▸ **Directive**: Convert every line of the records below into a JSON list of strings, with one string per line and blank lines left out.
** start Materials provided **
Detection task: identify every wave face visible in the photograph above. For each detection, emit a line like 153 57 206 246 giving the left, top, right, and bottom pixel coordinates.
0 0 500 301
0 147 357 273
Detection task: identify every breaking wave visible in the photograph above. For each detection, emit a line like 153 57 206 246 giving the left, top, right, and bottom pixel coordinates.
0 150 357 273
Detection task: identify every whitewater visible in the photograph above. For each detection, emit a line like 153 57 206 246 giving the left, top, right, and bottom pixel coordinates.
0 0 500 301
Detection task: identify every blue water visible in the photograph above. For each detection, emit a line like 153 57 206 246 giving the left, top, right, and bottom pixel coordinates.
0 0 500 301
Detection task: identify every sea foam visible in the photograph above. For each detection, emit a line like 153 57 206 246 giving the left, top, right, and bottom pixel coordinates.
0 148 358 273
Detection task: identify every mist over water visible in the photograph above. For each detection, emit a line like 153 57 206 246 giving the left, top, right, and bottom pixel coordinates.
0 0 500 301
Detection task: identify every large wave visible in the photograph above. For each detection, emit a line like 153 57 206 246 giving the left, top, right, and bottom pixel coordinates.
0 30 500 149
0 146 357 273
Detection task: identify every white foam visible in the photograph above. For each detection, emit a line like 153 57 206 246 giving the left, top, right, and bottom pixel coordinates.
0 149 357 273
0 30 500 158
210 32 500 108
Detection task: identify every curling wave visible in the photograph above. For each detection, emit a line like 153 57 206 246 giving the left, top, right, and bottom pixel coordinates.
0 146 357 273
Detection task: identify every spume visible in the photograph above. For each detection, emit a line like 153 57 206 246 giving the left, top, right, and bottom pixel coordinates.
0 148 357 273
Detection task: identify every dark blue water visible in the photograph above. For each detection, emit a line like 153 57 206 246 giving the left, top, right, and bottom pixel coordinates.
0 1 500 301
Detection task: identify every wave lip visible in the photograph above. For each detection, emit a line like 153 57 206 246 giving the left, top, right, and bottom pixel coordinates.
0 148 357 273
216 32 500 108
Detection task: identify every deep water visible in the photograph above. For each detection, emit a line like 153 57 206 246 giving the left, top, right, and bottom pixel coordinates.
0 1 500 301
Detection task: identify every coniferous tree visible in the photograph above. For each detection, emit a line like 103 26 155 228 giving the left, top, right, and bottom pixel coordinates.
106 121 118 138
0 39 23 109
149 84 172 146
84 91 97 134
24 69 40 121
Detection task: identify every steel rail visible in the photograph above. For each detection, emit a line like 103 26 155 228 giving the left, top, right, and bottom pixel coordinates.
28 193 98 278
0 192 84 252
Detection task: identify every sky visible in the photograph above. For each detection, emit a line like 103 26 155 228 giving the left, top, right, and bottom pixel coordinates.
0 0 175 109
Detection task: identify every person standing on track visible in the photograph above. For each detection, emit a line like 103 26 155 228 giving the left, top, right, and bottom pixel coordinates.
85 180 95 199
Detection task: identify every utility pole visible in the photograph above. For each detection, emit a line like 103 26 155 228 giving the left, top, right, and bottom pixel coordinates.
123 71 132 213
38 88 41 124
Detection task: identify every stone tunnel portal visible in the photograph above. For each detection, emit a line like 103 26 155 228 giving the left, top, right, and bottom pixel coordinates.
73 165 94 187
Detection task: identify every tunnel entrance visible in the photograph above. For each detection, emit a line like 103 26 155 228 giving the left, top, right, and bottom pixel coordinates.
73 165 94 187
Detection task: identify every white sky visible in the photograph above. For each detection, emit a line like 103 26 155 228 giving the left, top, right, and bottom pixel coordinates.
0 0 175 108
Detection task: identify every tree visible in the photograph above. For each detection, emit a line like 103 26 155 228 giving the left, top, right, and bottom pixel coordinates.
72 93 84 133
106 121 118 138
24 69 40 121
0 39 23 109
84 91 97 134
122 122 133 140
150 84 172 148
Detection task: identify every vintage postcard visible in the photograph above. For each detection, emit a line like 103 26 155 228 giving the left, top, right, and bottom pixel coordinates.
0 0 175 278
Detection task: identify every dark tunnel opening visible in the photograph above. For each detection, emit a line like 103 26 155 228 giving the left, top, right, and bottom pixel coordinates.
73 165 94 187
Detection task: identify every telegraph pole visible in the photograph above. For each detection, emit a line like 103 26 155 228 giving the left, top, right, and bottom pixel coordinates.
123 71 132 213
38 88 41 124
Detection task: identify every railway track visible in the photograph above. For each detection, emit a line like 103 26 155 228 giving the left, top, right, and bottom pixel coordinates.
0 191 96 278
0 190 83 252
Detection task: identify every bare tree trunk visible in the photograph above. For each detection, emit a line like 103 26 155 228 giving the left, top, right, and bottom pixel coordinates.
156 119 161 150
** end Materials provided **
▸ **Problem solution**:
[
  "Detection task: identify every wave face visible in the photograph above. For each detection, emit a line like 153 57 206 246 giving the left, top, right, and bottom pixel coordinates.",
  "0 0 500 301",
  "0 147 357 273",
  "Detection task: identify every breaking wave visible in the photograph above. For each detection, emit a line like 153 57 206 246 giving the left, top, right, and bottom pixel coordinates.",
  "0 150 357 273",
  "Detection task: identify every whitewater visible in the photograph above. For each detection, emit a line like 153 57 206 246 giving the left, top, right, and bottom pixel coordinates.",
  "0 0 500 301",
  "Detection task: identify every blue water visible in the photograph above. For each detection, emit a line like 153 57 206 246 giving the left, top, right, and bottom pixel coordinates.",
  "0 0 500 301",
  "Detection task: identify every sea foam visible in the photograph above. For each detection, emit a line like 153 57 206 246 giving the left, top, right, and bottom pixel coordinates.",
  "0 148 358 273",
  "Detection task: identify every mist over water visible in the photograph above. For each detection, emit a line like 153 57 206 246 giving the left, top, right, and bottom pixel coordinates.",
  "0 0 500 301",
  "Detection task: identify every large wave visible in the photograph above. For each detection, emit a line like 153 57 206 246 giving the left, top, right, and bottom pixel coordinates.",
  "0 30 500 149",
  "0 146 357 273",
  "Detection task: identify every white foam visible in the photograph above. For each detection, emit a line like 153 57 206 246 giving the left, top, right, and bottom pixel coordinates.",
  "0 149 357 273",
  "0 30 500 158",
  "210 32 500 108",
  "Detection task: identify every curling wave visible in the photograph above. For each detection, emit a line like 153 57 206 246 giving the left, top, right, and bottom pixel coordinates.",
  "0 146 357 273",
  "Detection task: identify every spume visible in the photograph above. For each detection, emit a line like 153 57 206 246 giving the left, top, right, and bottom pixel coordinates.",
  "0 148 357 273",
  "Detection task: identify every dark blue water visible in the photograph above. For each detection, emit a line like 153 57 206 246 giving the left, top, right, and bottom pixel coordinates.",
  "0 1 500 301",
  "Detection task: identify every wave lip visible in the photograph above. For each detection, emit a line like 153 57 206 246 giving the left, top, right, and bottom pixel coordinates.",
  "0 148 357 273",
  "216 32 500 108",
  "Detection task: identify every deep water visible in the photograph above. For each detection, emit a line like 153 57 206 246 giving the left, top, right, and bottom pixel coordinates.",
  "0 1 500 301",
  "Detection task: identify every coniferous tree visible in the photograph above. For each detection, emit a line like 103 26 155 228 giving the left, top, right, and bottom pixel coordinates.",
  "106 121 118 138",
  "0 39 23 109",
  "149 84 172 146",
  "84 91 97 134",
  "24 69 40 121",
  "Detection task: identify every steel rail visible in the photograph above. For each detection, emit a line like 103 26 155 228 giving the left, top, right, and bottom pixel coordinates.",
  "28 193 98 278",
  "0 192 84 252",
  "Detection task: identify every sky visible in the photograph above. For each detection, emit a line like 103 26 155 228 giving the left, top, right, and bottom pixel coordinates.",
  "0 0 175 109",
  "Detection task: identify every person standing on track visible in the photograph above. For each detection, emit a line like 103 26 155 228 giving the left, top, right, and bottom pixel coordinates.",
  "85 180 95 199",
  "Detection task: identify every utility pole visible in the photograph above. For each detection, emit a line like 103 26 155 228 giving the left, top, right, and bottom pixel coordinates.",
  "123 71 132 213",
  "38 88 41 124",
  "Detection task: identify every stone tunnel portal visible in the photograph above. For each detection, emit a line like 103 26 155 228 giving the left, top, right, and bottom pixel coordinates.",
  "73 165 94 187",
  "Detection task: identify every tunnel entrance visible in the photograph above. For each detection, emit a line like 103 26 155 228 giving the left, top, right, and bottom pixel coordinates.",
  "73 165 94 187",
  "Detection task: identify every white sky visible in the photograph above. For each detection, emit a line like 103 26 155 228 giving the left, top, right, and bottom pixel coordinates.",
  "0 0 175 108",
  "Detection task: identify every tree visible in the photograph above. For each detection, emit a line like 103 26 155 228 giving the left, top, right, and bottom pixel coordinates.",
  "72 93 84 133",
  "106 121 118 138",
  "24 69 40 121",
  "0 39 23 109",
  "84 91 97 134",
  "122 122 133 140",
  "150 84 172 148",
  "Detection task: identify every vintage postcard visible in the photograph above. For each detection, emit a line like 103 26 155 228 giving the left, top, right, and bottom pixel coordinates.",
  "0 0 175 278",
  "Detection task: identify every dark tunnel opening visible in the photograph above. For each detection, emit a line like 103 26 155 228 giving the left, top, right, and bottom pixel coordinates.",
  "73 165 94 187",
  "Detection task: identify every telegraph pole visible in the photograph above. For each detection, emit a line like 103 26 155 228 giving the left, top, right, and bottom pixel coordinates.",
  "123 71 132 213",
  "38 88 41 124",
  "Detection task: identify every railway track visible in the photograph above. For each detection, emit a line like 103 26 155 228 giving the left, top, right, and bottom pixel coordinates.",
  "0 191 96 278",
  "0 190 83 252",
  "Detection task: identify every bare tree trunk visible in the photograph above. For each detection, emit a line like 103 26 155 228 giving the left, top, right, and bottom pixel coordinates.",
  "156 119 161 150"
]